PROVIDED RECORDS -
▼▼▼

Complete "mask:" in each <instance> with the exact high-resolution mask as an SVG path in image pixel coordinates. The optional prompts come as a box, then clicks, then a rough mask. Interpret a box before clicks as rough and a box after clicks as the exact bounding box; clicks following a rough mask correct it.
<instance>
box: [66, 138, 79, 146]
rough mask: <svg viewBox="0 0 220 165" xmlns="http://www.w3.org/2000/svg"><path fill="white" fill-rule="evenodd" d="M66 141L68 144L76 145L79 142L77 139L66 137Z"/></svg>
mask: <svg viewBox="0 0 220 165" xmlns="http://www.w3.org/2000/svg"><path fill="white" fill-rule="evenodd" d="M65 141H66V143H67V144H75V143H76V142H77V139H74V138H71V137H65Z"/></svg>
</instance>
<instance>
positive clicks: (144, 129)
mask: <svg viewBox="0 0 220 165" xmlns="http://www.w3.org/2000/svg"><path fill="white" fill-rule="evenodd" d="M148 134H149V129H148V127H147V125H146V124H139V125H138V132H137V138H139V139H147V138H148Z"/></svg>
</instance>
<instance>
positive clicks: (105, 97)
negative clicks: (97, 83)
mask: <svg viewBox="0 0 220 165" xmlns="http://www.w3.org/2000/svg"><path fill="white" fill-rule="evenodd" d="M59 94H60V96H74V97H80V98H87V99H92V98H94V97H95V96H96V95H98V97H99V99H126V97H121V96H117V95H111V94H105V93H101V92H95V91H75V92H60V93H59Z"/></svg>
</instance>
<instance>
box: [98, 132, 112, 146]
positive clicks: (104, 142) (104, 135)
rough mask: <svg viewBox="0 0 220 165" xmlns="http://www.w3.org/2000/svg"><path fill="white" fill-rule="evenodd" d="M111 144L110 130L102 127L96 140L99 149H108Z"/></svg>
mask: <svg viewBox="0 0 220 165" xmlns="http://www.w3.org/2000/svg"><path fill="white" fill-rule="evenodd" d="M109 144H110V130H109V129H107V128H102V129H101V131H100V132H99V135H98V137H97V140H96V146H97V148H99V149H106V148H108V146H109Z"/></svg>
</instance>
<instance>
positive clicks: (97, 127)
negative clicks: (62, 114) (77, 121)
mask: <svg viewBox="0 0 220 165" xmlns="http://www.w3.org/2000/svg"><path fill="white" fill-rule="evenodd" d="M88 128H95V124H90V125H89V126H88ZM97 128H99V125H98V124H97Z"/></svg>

▲▲▲
▼▼▼

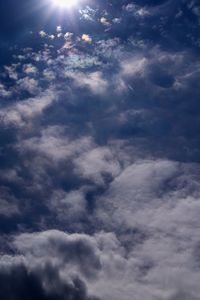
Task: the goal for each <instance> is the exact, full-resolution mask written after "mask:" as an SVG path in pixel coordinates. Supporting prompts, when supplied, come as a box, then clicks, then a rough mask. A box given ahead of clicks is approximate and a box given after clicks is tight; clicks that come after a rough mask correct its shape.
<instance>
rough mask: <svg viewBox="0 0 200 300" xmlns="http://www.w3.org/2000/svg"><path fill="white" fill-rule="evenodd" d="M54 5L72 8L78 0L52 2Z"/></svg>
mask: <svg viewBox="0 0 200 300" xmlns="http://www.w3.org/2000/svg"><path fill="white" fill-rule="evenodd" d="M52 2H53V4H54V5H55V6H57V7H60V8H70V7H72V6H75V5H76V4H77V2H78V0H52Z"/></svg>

▲▲▲

Report every line of the entries above that contains the string "rule", copying each one in full.

WRITTEN SOLUTION -
rough mask: <svg viewBox="0 0 220 165" xmlns="http://www.w3.org/2000/svg"><path fill="white" fill-rule="evenodd" d="M66 141L68 144L76 145L79 142L77 139L66 137Z"/></svg>
mask: <svg viewBox="0 0 220 165" xmlns="http://www.w3.org/2000/svg"><path fill="white" fill-rule="evenodd" d="M65 141H66V143H67V144H75V143H76V142H77V139H74V138H71V137H65Z"/></svg>
mask: <svg viewBox="0 0 220 165" xmlns="http://www.w3.org/2000/svg"><path fill="white" fill-rule="evenodd" d="M148 134H149V129H148V127H147V125H146V124H139V125H138V132H137V138H139V139H147V138H148Z"/></svg>
mask: <svg viewBox="0 0 220 165" xmlns="http://www.w3.org/2000/svg"><path fill="white" fill-rule="evenodd" d="M59 94H60V96H74V97H80V98H87V99H92V98H94V97H95V96H96V95H98V97H99V99H126V97H121V96H117V95H111V94H105V93H101V92H95V91H75V92H60V93H59Z"/></svg>
rough mask: <svg viewBox="0 0 220 165" xmlns="http://www.w3.org/2000/svg"><path fill="white" fill-rule="evenodd" d="M111 144L110 130L102 127L96 140L99 149H108Z"/></svg>
mask: <svg viewBox="0 0 220 165" xmlns="http://www.w3.org/2000/svg"><path fill="white" fill-rule="evenodd" d="M109 144H110V130H109V129H107V128H102V129H101V131H100V132H99V135H98V137H97V140H96V146H97V148H99V149H106V148H108V146H109Z"/></svg>
mask: <svg viewBox="0 0 220 165" xmlns="http://www.w3.org/2000/svg"><path fill="white" fill-rule="evenodd" d="M88 128H95V124H90V125H89V126H88ZM97 128H99V125H98V124H97Z"/></svg>
rough mask: <svg viewBox="0 0 200 300" xmlns="http://www.w3.org/2000/svg"><path fill="white" fill-rule="evenodd" d="M54 5L72 8L78 0L52 2Z"/></svg>
mask: <svg viewBox="0 0 200 300" xmlns="http://www.w3.org/2000/svg"><path fill="white" fill-rule="evenodd" d="M52 2H53V4H54V5H55V6H57V7H60V8H70V7H72V6H75V5H76V4H77V2H78V0H52Z"/></svg>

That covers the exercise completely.